Image point annotation entries
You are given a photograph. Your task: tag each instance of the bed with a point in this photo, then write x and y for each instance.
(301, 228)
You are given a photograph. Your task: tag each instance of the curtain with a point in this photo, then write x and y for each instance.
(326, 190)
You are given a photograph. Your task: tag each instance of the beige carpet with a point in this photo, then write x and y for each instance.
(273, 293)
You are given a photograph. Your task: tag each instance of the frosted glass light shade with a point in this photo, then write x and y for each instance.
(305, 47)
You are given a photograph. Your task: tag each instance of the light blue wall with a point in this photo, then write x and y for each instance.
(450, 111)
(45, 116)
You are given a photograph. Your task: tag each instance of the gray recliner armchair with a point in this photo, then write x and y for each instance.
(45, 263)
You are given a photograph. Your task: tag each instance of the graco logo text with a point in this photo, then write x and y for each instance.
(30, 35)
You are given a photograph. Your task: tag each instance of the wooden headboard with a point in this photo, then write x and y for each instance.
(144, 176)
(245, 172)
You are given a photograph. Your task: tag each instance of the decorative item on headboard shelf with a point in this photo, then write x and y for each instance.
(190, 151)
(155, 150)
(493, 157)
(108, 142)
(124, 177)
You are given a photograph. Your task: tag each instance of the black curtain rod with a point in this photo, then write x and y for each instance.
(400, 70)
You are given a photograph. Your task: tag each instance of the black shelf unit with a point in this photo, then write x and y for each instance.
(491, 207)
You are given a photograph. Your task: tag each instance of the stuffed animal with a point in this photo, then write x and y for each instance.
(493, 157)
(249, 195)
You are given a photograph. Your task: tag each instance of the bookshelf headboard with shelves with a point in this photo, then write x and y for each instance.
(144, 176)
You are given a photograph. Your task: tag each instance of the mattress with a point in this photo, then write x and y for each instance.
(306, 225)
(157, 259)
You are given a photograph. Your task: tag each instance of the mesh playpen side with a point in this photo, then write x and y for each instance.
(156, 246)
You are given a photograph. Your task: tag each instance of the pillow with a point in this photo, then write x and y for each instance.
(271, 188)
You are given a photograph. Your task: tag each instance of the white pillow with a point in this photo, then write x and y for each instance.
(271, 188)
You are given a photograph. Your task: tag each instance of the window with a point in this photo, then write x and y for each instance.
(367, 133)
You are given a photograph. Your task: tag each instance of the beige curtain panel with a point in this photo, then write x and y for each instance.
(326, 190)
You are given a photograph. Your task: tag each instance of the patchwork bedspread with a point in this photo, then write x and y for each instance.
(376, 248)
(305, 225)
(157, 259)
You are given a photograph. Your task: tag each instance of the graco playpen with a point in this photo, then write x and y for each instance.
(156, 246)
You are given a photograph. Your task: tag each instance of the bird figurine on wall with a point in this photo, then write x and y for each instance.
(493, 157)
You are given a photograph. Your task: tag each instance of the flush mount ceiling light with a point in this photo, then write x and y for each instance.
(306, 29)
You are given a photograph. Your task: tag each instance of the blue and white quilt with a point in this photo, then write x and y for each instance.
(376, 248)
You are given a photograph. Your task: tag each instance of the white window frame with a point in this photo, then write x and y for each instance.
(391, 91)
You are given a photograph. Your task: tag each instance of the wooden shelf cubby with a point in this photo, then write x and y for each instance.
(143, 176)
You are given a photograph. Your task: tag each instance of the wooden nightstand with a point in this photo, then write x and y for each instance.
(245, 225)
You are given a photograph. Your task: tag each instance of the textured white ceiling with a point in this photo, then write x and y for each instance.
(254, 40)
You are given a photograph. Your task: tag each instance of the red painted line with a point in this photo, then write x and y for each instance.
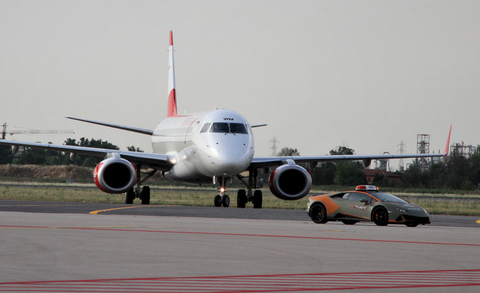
(249, 235)
(262, 283)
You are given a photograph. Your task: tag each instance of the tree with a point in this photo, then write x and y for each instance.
(89, 161)
(413, 176)
(349, 173)
(6, 155)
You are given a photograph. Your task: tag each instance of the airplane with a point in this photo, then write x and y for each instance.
(211, 147)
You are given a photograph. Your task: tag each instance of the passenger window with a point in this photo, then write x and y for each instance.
(205, 127)
(238, 128)
(219, 127)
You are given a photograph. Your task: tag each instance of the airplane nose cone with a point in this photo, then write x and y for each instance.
(231, 161)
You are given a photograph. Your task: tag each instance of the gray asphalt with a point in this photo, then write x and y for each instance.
(83, 247)
(189, 211)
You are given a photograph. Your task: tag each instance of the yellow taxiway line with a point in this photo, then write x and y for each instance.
(107, 210)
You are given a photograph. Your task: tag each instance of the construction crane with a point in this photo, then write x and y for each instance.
(31, 131)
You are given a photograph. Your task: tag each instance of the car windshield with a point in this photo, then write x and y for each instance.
(385, 197)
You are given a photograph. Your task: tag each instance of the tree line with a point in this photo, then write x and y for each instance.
(33, 156)
(453, 172)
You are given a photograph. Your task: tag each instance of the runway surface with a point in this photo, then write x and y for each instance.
(78, 247)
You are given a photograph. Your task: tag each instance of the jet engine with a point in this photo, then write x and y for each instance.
(290, 182)
(115, 175)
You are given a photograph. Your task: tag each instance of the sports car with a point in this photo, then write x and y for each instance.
(365, 203)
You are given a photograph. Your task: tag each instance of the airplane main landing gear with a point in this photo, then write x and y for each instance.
(222, 198)
(137, 192)
(244, 196)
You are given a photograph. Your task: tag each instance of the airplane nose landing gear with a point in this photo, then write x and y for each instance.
(222, 198)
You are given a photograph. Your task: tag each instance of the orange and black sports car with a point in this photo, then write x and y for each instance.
(365, 203)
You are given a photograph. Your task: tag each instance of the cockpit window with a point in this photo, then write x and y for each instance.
(205, 127)
(238, 128)
(219, 127)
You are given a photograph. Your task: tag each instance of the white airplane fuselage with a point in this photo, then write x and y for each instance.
(205, 145)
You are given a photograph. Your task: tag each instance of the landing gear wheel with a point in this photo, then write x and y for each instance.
(130, 196)
(226, 201)
(257, 199)
(318, 213)
(380, 216)
(241, 198)
(145, 195)
(217, 200)
(411, 224)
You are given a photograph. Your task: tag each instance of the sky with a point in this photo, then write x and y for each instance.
(322, 74)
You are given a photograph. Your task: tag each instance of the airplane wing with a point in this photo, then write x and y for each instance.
(127, 128)
(265, 162)
(158, 161)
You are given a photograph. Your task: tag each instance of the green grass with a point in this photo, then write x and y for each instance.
(194, 196)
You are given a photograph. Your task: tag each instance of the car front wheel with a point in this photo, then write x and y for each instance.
(318, 213)
(380, 216)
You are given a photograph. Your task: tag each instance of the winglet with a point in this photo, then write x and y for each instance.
(448, 142)
(172, 98)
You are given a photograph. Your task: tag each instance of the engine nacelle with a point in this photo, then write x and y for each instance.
(290, 182)
(115, 175)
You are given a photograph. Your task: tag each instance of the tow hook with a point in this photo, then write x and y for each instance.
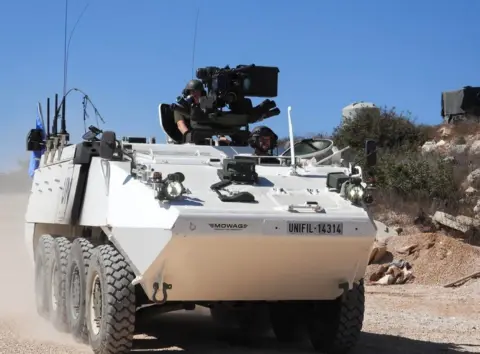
(165, 287)
(345, 287)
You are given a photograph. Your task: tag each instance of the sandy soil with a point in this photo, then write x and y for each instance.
(409, 318)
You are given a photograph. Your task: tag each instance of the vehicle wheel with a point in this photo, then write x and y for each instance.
(43, 258)
(77, 268)
(286, 322)
(57, 275)
(110, 306)
(335, 328)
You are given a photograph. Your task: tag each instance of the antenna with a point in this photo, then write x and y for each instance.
(194, 43)
(292, 147)
(65, 49)
(48, 118)
(55, 116)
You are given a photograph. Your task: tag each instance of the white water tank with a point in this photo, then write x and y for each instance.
(350, 112)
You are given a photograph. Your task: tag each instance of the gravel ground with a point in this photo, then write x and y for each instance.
(399, 319)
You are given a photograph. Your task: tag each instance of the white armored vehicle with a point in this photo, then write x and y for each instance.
(119, 227)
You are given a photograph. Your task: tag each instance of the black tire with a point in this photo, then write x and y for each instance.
(286, 322)
(57, 275)
(77, 268)
(110, 274)
(249, 319)
(43, 258)
(335, 328)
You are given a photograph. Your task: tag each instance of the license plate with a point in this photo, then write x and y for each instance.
(311, 228)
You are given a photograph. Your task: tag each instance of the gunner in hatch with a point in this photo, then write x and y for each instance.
(264, 140)
(192, 91)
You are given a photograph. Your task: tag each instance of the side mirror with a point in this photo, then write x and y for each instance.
(371, 153)
(35, 140)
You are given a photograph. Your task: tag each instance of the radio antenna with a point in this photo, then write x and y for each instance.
(67, 41)
(195, 42)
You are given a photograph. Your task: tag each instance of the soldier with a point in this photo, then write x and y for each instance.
(195, 90)
(264, 140)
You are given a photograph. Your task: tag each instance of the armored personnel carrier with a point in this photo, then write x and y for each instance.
(116, 227)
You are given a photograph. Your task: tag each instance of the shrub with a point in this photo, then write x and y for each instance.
(407, 179)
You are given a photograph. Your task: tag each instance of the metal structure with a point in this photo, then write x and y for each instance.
(116, 227)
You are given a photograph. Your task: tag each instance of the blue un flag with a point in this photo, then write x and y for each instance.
(36, 155)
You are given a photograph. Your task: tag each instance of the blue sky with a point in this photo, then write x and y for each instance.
(129, 56)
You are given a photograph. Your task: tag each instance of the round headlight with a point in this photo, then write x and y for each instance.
(174, 189)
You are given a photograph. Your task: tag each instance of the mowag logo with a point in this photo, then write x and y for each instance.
(229, 227)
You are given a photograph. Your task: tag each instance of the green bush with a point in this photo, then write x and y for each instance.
(388, 128)
(407, 179)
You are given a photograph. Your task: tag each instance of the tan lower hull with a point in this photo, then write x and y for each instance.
(229, 268)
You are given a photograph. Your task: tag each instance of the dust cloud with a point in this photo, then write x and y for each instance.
(18, 316)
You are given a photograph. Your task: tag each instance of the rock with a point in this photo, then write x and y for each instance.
(428, 147)
(475, 148)
(385, 280)
(460, 223)
(458, 149)
(383, 232)
(408, 249)
(470, 191)
(378, 252)
(445, 132)
(474, 177)
(424, 222)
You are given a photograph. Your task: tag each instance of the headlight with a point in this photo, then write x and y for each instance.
(173, 189)
(355, 193)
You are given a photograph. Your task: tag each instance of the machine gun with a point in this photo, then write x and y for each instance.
(226, 87)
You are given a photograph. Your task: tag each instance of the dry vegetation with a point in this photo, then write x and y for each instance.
(408, 181)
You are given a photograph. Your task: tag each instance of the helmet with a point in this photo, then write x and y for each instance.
(256, 135)
(195, 85)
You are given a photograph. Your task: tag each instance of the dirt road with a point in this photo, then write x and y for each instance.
(399, 319)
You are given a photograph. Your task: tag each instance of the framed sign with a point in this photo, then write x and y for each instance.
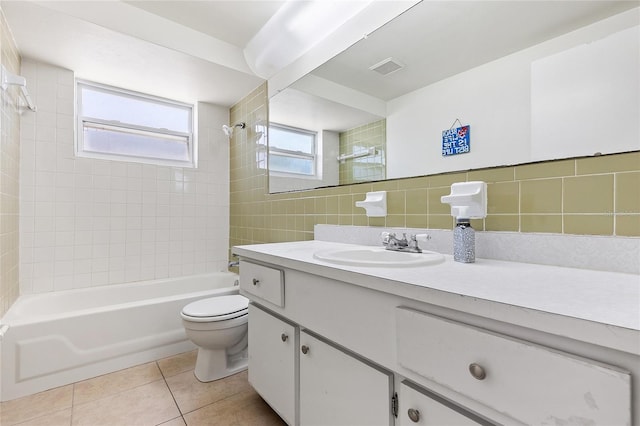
(456, 140)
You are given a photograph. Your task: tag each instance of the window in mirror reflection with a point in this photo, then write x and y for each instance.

> **Exercise task**: Give again exactly the lines from the one holding "of the mowag" to the final line of the records, both ends included; any pictures stay out.

> **Final result**:
You are given a photograph. Your task: tag each instance of the mowag logo with a point in this photo, then write x and y for each instance.
(229, 227)
You are given a photograph. Your task: tag each instance of the green bush with a point in this photo, then write x and y for each instance.
(388, 128)
(407, 179)
You are given a photograph. Your task: tag each instance of the tan lower hull with a point in this photo, then write x and y for each instance.
(229, 268)
You are given a photograph. Your task: tag each instance of the dust cloud with a point in this photo, then write x and y for each instance.
(18, 316)
You are given a photograph. Your task: tag each instance of the rock with a point in this photo, then write x and y for each instance.
(428, 147)
(475, 148)
(385, 280)
(460, 223)
(458, 149)
(383, 232)
(408, 249)
(470, 191)
(378, 252)
(445, 132)
(474, 177)
(424, 222)
You are given a photograph. Your task: tag each instance of the headlight with a point in this photo, then write x and y for each instance.
(173, 189)
(355, 193)
You are given a photograph. Your task: tag each instance of the machine gun with a point in this photo, then write x and y for each instance.
(226, 87)
You are given a photograph. Your task: tag each instance of the dry vegetation with a point in this photo, then write x and y for each instance.
(408, 181)
You are given a photograph. Your task: tag each instance of the helmet with a point in this photo, then write x and y for each instance.
(256, 135)
(195, 85)
You are given a photograph. Your task: tag each instance of the dirt road with a point in this photo, then write x and y for each instance.
(399, 319)
You are given a photograph. Your task: tag each instance of the framed sign with a point in this photo, then write x and y for each instance.
(456, 140)
You are given a photograph. Your task: tag each instance of the window in mirror reflection with a point in this photo, then write x and y for each instance.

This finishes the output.